Vos consignes
a) Recopiez fidèlement le passage du texte sur le parcours de Villepin, en commençant par « De l'autre côté de l'Atlantique, sa » et en poursuivant jusqu'à « côté de l'Atlantique. ».
b) Donnez la suite du texte sur le parcours de Villepin, à partir de sa dernière phrase.

Texte d'étude
--------------------

De l'autre côté de l'Atlantique, sa réputation grandit. Il reçoit tous les Français de passage ou en poste sur la Côte est. Des journalistes (Jean-Pierre Elkkabach, Jean Daniel), des intellectuels (Régis Debray, Edgar Morin, Alain Minc), des hommes d'affaires (Alain Gomez). Il noue une amitié imprévue et durable avec Katherine Graham, la propriétaire du Washington Post , rencontrée lors d'une exposition Gauguin. L'Amérique du Nord agit sur lui comme un accélérateur. L'impact du pays sera suffisamment durable pour que, quelques années plus tard, en 2002, évoquant son avenir en cas de défaite de Chirac à l'élection présidentielle, il envisage en privé la possibilité d'un exil de l'autre côté de l'Atlantique.

Après Washington, New Delhi. Dans l'air indien montent les fumées des bûchers où des hommes s'immolent. Villepin est "ébloui" par la douceur d'un homme, Rajiv Gandhi, revenu affronter le chaos, après une traversée du désert. "Il m'a aidé à comprendre la grande leçon de Napoléon et de Gaulle : il y a toujours deux chances." Puis c'est le retour à Paris en 1992, et à ses dossiers africains, au Quai.

--------------------

Lignes fournies
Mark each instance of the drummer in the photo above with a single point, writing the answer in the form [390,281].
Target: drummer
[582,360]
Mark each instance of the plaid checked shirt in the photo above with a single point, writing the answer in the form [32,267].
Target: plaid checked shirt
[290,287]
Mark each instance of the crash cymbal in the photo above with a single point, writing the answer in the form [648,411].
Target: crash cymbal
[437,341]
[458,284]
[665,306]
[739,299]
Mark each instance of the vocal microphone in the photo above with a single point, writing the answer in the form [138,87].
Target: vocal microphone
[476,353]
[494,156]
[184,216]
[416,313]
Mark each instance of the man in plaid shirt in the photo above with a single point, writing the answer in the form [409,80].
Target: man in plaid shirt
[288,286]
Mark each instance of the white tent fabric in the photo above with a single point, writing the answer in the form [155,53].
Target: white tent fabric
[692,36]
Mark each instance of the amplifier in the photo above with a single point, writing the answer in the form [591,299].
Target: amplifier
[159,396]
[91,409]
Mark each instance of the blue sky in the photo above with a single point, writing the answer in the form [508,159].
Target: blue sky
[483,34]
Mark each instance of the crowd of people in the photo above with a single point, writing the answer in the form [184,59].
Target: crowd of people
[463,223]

--------------------

Réponses données
a)
De l'autre côté de l'Atlantique, sa réputation grandit. Il reçoit tous les Français de passage ou en poste sur la Côte est. Des journalistes (Jean-Pierre Elkkabach, Jean Daniel), des intellectuels (Régis Debray, Edgar Morin, Alain Minc), des hommes d'affaires (Alain Gomez). Il noue une amitié imprévue et durable avec Katherine Graham, la propriétaire du Washington Post , rencontrée lors d'une exposition Gauguin. L'Amérique du Nord agit sur lui comme un accélérateur. L'impact du pays sera suffisamment durable pour que, quelques années plus tard, en 2002, évoquant son avenir en cas de défaite de Chirac à l'élection présidentielle, il envisage en privé la possibilité d'un exil de l'autre côté de l'Atlantique.

b)
C'est peu après que Chirac le convoque : "Dominique, lui dit-il, voyez Balladur. Il faut l'aider à préparer sa réflexion diplomatique." Il se met aussitôt au travail avec Nicolas Bazire et Edouard Balladur, qui lui propose, en arrivant à Matignon, de devenir son conseiller diplomatique. Trop tard. Alain Juppé vient de lui demander de prendre la direction de son cabinet au Quai d'Orsay.

Curieux tandem : Villepin l'imaginatif et Juppé le raisonnable. Ce chaud-froid crée une dynamique. Pour la première fois, Villepin trouve une tâche à la mesure de son énergie et de son goût pour l'effort : un directeur de cabinet est toujours prisonnier de son travail. Ni soirée ni week-end. Villepin gère l'ordinaire et les crises, envoie son ministre à Sarajevo sans avertissement, prépare une réforme du Quai, tout en mettant de l'ordre dans les circuits. Quelques vieux kroumirs se montrent alors oublieux des règles de la morale publique. Villepin purge notre diplomatie de ces réseaux parallèles où prospèrent les bacilles de la corruption. Il neutralise les connexions de ces diplomates et les pousse vers la sortie, avec discrétion, sans états d'âme.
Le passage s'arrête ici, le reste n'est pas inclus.